[Travail demandé]: Mettez à jour le passage de l'extrait sur la presse en Gambie, tout ce qui va de « Selon Madi Ceesay, président » jusqu'à « ghanéenne de Gambie. », en remplaçant « forum » par « colloque », puis redonnez ce passage en entier.

[Extrait cité]:
* * * * *
Sam Obi et Abdul Gafari, respectivement directeur et journaliste au quotidien Daily Express (privé), ont passé quatre jours dans les locaux des services secrets gambiens, la National Intelligence Agency (NIA). Reporters sans Frontières est par ailleurs sans nouvelles d’Ebrima Manneh, journaliste au Daily Observer (pro-gouvernemental), et de Sulaymane Makato, éphémère rédacteur en chef du Daily Express et ancien rédacteur assistant du bi-hebdomadaire The Indepedent (privé) empêché de paraître depuis le 28 mars 2006.

« Le régime policier de Yahya Jammeh multiplie sans retenue les intimidations, les interpellations et les détentions. A l’approche des élections prévues en septembre, l’étau se resserre autour des rares représentants de la presse indépendante. Nous condamnons ces méthodes, déjà maintes fois dénoncées, et appelons la communauté internationale à rappeler au gouvernement d’un pays qui abrite le siège de la Commission africaine des Droits de l’Homme et des Peuples qu’il devrait faire des efforts pour s’en montrer digne », a déclaré Reporters sans frontières.

Interpellés dans la nuit du 14 au 15 juillet, Sam Obi et Adbou Gafari, deux ressortissants nigérians, ont été détenus dans les locaux de la NIA, puis relâchés sous caution le 18 juillet dans la soirée. M. Obi affirme qu’il n’a pas été torturé et qu’aucune poursuite judiciaire n’a été lancée contre eux. Ils étaient néanmoins convoqués à la NIA, le 19 juillet, munis d’un document officiel attestant du dépôt légal de leur journal.

Sam Obi, également correspondant pour le service anglophone de Radio France Internationale (RFI) en Gambie, avait fait paraître le 1er juillet 2006, le jour de l’ouverture du sommet de l’Union Africaine (UA), à Banjul, le premier numéro du Daily Express.

Selon Madi Ceesay, président du Syndicat des journalistes gambiens (Gambian Press Union), le journal aurait déplu aux autorités gambiennes pour avoir publié le communiqué d’une coalition d’organisations de la société civile protestant contre l’interdiction d’un forum sur la liberté d’expression, prévu les 25 et 26 juin, avant le sommet de l’UA. Les sources officielles, de leur côté, prétextent la publication d’un article au sujet de la venue à Banjul du président du Ghana John Kufuor, et qui attiserait la discorde au sein de la communauté ghanéenne de Gambie.
* * * * *
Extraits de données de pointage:
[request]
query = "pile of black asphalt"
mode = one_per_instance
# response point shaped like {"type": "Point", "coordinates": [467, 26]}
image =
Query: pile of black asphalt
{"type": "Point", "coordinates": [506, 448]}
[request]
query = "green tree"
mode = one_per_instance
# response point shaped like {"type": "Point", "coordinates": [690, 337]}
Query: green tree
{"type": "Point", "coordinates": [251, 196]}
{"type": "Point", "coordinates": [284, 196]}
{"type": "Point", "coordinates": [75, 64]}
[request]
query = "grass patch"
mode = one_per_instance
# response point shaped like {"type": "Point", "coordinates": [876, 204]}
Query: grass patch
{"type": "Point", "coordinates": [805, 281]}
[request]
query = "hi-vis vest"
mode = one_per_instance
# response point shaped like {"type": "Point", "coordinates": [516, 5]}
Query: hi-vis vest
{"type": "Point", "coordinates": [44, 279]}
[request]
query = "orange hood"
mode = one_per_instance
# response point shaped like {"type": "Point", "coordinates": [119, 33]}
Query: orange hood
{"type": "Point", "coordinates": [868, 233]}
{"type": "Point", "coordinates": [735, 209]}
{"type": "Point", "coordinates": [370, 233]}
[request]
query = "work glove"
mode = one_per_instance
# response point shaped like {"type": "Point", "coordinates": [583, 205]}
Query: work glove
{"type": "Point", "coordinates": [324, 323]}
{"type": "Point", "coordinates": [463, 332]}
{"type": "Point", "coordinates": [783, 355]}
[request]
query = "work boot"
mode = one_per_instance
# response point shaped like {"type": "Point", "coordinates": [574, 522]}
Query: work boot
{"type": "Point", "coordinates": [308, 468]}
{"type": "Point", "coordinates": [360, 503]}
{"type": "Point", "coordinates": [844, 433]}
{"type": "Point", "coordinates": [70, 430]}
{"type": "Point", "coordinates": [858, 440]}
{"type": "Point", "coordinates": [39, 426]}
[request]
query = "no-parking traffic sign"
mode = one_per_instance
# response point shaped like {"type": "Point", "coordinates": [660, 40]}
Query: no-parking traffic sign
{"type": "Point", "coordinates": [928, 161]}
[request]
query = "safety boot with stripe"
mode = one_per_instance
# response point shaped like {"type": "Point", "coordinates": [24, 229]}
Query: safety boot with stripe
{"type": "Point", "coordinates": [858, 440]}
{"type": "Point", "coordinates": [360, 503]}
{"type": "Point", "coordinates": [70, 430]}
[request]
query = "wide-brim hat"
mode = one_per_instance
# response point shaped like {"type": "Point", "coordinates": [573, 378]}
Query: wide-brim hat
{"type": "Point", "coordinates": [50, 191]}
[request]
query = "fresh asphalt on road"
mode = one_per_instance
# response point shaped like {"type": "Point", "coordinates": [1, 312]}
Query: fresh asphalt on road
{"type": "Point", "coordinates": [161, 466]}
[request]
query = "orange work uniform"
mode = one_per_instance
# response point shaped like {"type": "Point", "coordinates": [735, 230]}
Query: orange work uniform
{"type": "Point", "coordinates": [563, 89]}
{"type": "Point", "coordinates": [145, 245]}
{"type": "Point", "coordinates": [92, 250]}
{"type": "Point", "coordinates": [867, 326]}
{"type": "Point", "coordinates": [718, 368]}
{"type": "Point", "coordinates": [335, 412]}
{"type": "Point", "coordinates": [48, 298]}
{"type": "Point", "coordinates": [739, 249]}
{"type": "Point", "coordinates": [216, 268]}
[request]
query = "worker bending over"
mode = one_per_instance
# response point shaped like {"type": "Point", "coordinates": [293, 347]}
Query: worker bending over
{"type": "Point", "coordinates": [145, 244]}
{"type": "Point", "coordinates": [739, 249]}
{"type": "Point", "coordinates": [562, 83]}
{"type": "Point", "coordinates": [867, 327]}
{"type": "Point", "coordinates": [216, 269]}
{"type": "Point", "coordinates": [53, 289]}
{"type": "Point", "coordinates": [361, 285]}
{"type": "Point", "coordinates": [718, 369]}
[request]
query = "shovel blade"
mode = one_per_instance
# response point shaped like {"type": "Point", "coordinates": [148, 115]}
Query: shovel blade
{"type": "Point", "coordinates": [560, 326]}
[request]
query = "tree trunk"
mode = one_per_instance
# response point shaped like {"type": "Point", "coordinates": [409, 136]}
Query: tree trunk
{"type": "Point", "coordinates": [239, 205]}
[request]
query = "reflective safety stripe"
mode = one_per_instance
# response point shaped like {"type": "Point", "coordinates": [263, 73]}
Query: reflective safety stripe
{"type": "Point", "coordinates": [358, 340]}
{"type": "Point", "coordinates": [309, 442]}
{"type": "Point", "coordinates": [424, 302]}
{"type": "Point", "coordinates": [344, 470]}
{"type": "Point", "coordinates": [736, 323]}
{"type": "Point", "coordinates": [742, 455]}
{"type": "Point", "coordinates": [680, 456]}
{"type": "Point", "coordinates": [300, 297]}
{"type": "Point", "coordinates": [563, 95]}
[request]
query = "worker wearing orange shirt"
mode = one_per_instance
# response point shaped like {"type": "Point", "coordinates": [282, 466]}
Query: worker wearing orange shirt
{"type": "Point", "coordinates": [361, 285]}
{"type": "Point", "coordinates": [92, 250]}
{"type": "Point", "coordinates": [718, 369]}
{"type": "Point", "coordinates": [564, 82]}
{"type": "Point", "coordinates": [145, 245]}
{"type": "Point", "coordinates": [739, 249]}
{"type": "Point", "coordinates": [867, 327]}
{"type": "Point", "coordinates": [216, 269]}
* * * * *
[Réponse complète]:
Selon Madi Ceesay, président du Syndicat des journalistes gambiens (Gambian Press Union), le journal aurait déplu aux autorités gambiennes pour avoir publié le communiqué d’une coalition d’organisations de la société civile protestant contre l’interdiction d’un colloque sur la liberté d’expression, prévu les 25 et 26 juin, avant le sommet de l’UA. Les sources officielles, de leur côté, prétextent la publication d’un article au sujet de la venue à Banjul du président du Ghana John Kufuor, et qui attiserait la discorde au sein de la communauté ghanéenne de Gambie.